*** DATASET ROWS ***
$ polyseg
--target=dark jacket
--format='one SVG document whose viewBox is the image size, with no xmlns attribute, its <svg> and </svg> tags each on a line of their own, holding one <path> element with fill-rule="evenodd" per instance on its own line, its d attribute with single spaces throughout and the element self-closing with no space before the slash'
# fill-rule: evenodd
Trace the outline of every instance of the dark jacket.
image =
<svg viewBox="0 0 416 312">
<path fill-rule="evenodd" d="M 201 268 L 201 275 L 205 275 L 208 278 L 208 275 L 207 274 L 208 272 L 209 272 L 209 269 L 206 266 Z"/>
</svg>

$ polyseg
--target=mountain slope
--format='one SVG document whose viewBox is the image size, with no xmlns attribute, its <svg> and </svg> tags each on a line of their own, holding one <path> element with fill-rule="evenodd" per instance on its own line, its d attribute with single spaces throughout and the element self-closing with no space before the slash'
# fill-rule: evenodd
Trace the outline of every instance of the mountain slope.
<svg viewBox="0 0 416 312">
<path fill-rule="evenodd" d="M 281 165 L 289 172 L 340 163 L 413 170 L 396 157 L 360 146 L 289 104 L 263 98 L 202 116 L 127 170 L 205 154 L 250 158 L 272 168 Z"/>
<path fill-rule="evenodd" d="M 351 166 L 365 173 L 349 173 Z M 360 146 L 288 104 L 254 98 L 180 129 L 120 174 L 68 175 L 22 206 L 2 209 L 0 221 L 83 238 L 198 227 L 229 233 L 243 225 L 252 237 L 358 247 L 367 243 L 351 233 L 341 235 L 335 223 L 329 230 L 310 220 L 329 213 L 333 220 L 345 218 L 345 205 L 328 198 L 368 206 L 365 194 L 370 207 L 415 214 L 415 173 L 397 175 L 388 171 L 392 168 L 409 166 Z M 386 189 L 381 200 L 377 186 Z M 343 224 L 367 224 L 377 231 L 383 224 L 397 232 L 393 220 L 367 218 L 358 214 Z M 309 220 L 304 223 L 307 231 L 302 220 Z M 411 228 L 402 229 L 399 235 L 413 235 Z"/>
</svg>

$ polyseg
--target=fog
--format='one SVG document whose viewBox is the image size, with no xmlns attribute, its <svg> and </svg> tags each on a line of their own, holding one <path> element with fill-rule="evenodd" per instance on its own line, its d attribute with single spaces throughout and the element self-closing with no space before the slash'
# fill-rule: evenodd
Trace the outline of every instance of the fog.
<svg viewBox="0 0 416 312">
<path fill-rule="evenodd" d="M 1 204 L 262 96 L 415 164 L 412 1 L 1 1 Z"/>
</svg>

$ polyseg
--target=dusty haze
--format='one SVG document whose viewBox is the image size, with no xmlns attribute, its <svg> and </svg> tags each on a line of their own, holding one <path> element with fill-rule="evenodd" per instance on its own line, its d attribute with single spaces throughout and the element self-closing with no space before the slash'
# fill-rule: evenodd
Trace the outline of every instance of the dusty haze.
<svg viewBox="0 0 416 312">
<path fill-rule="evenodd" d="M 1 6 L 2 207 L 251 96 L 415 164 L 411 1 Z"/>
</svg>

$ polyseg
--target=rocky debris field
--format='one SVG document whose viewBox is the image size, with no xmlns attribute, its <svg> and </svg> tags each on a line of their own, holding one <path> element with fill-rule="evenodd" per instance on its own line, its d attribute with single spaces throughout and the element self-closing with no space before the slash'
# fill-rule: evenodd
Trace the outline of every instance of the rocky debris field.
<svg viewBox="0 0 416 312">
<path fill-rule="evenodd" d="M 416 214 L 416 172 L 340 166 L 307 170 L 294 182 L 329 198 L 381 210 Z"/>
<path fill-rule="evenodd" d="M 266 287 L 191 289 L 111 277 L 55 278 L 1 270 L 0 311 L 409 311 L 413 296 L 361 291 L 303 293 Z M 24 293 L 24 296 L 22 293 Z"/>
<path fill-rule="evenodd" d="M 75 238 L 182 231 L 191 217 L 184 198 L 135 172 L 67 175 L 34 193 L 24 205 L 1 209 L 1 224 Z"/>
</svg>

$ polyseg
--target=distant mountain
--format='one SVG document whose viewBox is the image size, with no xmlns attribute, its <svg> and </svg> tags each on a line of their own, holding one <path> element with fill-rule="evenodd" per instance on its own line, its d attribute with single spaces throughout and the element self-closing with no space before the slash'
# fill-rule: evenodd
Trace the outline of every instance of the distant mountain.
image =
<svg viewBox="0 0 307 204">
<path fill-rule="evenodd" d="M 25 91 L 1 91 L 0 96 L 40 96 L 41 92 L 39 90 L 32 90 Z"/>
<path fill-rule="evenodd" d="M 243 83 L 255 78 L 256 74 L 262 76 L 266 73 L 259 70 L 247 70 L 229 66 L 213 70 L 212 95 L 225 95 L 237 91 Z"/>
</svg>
***
THE REQUEST
How many lines in the data above contain the string "rocky", matching case exactly? Reply with the number alone.

EXERCISE RESPONSE
2